### YOUR TASK
Return the records exactly, keeping every line as it is.

### AVAILABLE DATA
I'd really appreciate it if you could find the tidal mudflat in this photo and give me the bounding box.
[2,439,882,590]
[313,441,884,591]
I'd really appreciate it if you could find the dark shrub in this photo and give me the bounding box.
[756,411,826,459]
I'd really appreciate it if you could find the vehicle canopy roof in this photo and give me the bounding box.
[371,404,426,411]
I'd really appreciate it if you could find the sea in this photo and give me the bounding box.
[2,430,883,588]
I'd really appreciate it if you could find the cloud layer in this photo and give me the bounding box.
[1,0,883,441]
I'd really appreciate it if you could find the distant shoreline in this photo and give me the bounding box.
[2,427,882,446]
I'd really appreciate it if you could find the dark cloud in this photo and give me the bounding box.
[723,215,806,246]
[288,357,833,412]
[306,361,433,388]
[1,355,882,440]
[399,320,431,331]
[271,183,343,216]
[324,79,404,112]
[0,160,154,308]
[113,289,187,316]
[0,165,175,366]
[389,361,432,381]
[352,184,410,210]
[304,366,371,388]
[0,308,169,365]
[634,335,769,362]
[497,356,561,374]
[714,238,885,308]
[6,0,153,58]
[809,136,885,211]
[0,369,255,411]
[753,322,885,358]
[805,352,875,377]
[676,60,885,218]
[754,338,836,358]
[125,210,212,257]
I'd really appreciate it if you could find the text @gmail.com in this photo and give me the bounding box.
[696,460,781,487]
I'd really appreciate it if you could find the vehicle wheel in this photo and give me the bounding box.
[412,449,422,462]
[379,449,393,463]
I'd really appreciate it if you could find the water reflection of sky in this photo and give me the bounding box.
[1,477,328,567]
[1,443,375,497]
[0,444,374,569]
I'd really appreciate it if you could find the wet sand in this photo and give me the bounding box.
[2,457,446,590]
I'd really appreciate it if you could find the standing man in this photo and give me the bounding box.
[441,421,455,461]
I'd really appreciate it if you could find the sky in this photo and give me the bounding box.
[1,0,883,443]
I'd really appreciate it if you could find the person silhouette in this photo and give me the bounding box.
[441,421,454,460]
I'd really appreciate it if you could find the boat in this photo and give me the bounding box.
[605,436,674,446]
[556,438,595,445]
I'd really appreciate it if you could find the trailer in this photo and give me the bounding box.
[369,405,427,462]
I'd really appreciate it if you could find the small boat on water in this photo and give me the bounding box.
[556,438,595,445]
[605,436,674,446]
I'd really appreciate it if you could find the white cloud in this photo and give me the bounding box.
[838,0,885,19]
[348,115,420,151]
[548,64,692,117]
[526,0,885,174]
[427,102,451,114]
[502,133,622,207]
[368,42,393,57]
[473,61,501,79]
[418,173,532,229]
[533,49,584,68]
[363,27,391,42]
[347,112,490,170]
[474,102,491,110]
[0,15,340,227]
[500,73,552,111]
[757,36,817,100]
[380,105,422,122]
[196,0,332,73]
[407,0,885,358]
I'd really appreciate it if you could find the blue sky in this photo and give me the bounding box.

### EXERCISE OUTPUT
I'd really appreciate it if you could find the tidal mudflat in this photo and give me the bounding box.
[2,439,882,590]
[313,441,884,591]
I'd really appreciate it if you could find the dark shrub in this photo and give me the bounding box.
[756,411,826,459]
I'd really appreciate it if you could find the vehicle canopy roof in this photo and give me the bounding box.
[371,404,426,411]
I'd really appreciate it if you could find the sea in this photo and give me the bounding box.
[2,430,883,588]
I'd really appreciate it if you could find the cloud layer in this photo and give me the bounding box.
[1,0,883,441]
I'd really appreciate it if you could find the distant shoreline in this photo and give me the bounding box.
[2,427,882,446]
I'd really appreciate it if you could find the dark cloud in this photo and give me the bounding box.
[723,215,806,246]
[288,357,833,412]
[306,361,433,388]
[1,355,882,440]
[399,320,431,331]
[271,183,343,216]
[324,79,404,112]
[0,160,154,308]
[113,289,187,316]
[0,165,175,366]
[389,361,432,381]
[352,184,410,210]
[304,366,371,388]
[0,308,169,365]
[634,335,769,362]
[497,356,561,374]
[714,238,885,308]
[6,0,153,58]
[809,136,885,211]
[0,369,255,411]
[753,322,885,358]
[805,352,875,377]
[676,60,885,218]
[754,338,836,358]
[125,210,212,257]
I'd really appreciate it if you could find the text @gmail.com in this photo and give me the bounding box.
[696,460,781,487]
I'd really appreciate it if you could find the vehicle wheel in this photo and give me the bounding box.
[412,449,422,462]
[379,449,393,463]
I'd really appreciate it if you could find the water reflection of sky in this photo and give me the bounding box.
[1,477,328,567]
[1,443,375,497]
[0,444,374,569]
I'd really appreciate it if you could find the wet sand in this photo and give me the bounding box.
[2,457,446,590]
I'd really appreciate it if you could find the standing man in this photo and give me the bounding box.
[441,421,455,461]
I'd really appreciate it if you could find the sky in this photo and give me the bounding box.
[1,0,883,443]
I'd really appreciate it if you could find the person silhouette in this photo and give me the bounding box.
[441,421,454,460]
I'd really appreciate it if you could find the boat in this photo and give me the bounding box.
[605,436,674,446]
[556,438,595,445]
I'd really appreciate it if you could find the trailer in this photo and give me the bounding box.
[369,405,427,462]
I'd really appreciate it if you could find the small boat on water in this photo and give me the bounding box.
[556,438,595,445]
[605,436,674,446]
I'd really appreciate it if you could find the white cloud in this photo and give me the bounding box.
[838,0,885,19]
[348,115,420,151]
[548,64,692,117]
[526,0,885,174]
[427,102,451,114]
[502,133,622,207]
[368,42,393,57]
[473,61,501,79]
[418,173,532,229]
[533,49,584,68]
[363,27,391,42]
[347,112,490,170]
[474,102,491,110]
[0,15,340,227]
[500,73,552,111]
[757,36,817,100]
[380,105,422,122]
[196,0,332,73]
[407,0,885,358]
I'd really appreciate it if you could find the blue sky in this photo and give me the bounding box.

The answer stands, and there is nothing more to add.